• _TUGAS YANG DIBERIKAN_:
Lanjutkan berita tentang kolaborasi bank dan perusahaan teknologi finansial dalam perkreditan usaha kecil, dimulai setelah kalimat terakhir yang ditampilkan.

Kolaborasi Bank-Tekfin Tingkatkan Akses Perkreditan Usaha Kecil
JAKARTA, KOMPAS – Bank dan perusahaan rintisan teknologi finansial mulai berkolaborasi meningkatkan akses perkreditan bagi usaha kecil. Salah satu fokusnya adalah pemanfaatan uang elektronik usaha kecil sebagai salah satu alat pembayaran era ini.
Penggunaan uang elektronik bagi usaha kecil itu akan memudahkan pencatatan keuangan. Di sisi lain, uang elektronik berpotensi meningkatkan usaha kecil tersebut, karena ditopang dengan peningkatan jumlah pemilik telepon pintar.
Asosiasi Fintech Indonesia (Aftech) mencatat, jumlah pemilik ponsel pintar diperkirakan akan menjadi lebih banyak daripada pemilik rekening bank. Kesenjangan antara ponsel cerdas dan rekening bank atara 2018 dan 2025 diperkirakan sebanyak 13 juta antara 2018 dan 2025
Chief Executive Officer (CEO) Go-Pay, Aldi Haryopratomo, Sabtu (16/2/2019), mengatakan, pembayaran nontunai dapat menjembatani masyarakat mengakses layanan perbankan. “Misi Go-Pay sejak awal memang membantu unbanked communities (masyarakat yang belum tersentuh layanan perbankan) untuk dapat mengakses layanan keuangan formal. Fokus kami di sektor UMKM (usaha mikro, kecil, dan menengah),” kata Aldi.
Kini, Go-Pay telah digunakan sekitar 300.000 rekan usaha Go-Jek, terutama yang tergabung dalam layanan Go-Food untuk pesan-antar makanan, sebagian besar UMKM. Lebih dari 50 persen transaksi Go-Jek telah menggunakan Go-Pay. Selama 2018, total transaksi uang elektronik tersebut mencapai Rp 88,7 triliun.

• _CATATAN YANG DISEDIAKAN_:
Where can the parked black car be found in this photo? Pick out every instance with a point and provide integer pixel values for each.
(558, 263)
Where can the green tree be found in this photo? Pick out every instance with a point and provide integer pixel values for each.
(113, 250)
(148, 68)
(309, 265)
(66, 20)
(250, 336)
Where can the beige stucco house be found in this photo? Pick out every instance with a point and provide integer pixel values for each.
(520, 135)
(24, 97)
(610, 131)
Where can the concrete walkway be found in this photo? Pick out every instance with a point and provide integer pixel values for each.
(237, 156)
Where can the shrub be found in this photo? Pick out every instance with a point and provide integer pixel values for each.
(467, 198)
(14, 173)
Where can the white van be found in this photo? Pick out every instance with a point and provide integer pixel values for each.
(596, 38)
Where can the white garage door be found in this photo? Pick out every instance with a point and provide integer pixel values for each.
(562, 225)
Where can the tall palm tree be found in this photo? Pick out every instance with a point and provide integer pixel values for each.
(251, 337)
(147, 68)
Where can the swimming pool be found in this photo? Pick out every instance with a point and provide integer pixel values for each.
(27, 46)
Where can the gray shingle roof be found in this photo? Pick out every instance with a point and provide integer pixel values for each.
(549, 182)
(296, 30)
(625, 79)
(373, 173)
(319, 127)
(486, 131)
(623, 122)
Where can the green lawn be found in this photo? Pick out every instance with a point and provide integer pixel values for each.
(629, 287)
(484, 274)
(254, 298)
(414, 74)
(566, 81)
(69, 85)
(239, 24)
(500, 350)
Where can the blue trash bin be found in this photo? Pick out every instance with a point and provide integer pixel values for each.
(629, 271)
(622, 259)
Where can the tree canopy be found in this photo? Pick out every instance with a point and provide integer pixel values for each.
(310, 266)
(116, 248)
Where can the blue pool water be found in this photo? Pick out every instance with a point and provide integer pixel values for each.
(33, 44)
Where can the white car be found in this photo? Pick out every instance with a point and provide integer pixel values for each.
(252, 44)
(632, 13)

• _HASIL LATIHAN_:
Baca juga: Menggerakkan Roda Ekonomi dari Genggaman Tangan
Jumlah ini juga mencakup pembayaran non-tunai dalam transaksi luar jaringan (luring) di berbagai gerai, mulai dari Roti’O hingga penjual martabak kaki lima. Transaksi diproses dengan memindai kode respons cepat (QR code) menggunakan ponsel pintar.
Data transaksi yang tercatat akan dibagikan kepada bank untuk keperluan kredit nasabah. Kerja sama ini telah berlangsung salah satunya dengan BNI. “Dengan data transaksi Go-Pay, perbankan bisa lebih mudah menilai kelayakan UMKM untuk mengakses kredit sehingga usahanya bisa berkembang,” kata Aldi.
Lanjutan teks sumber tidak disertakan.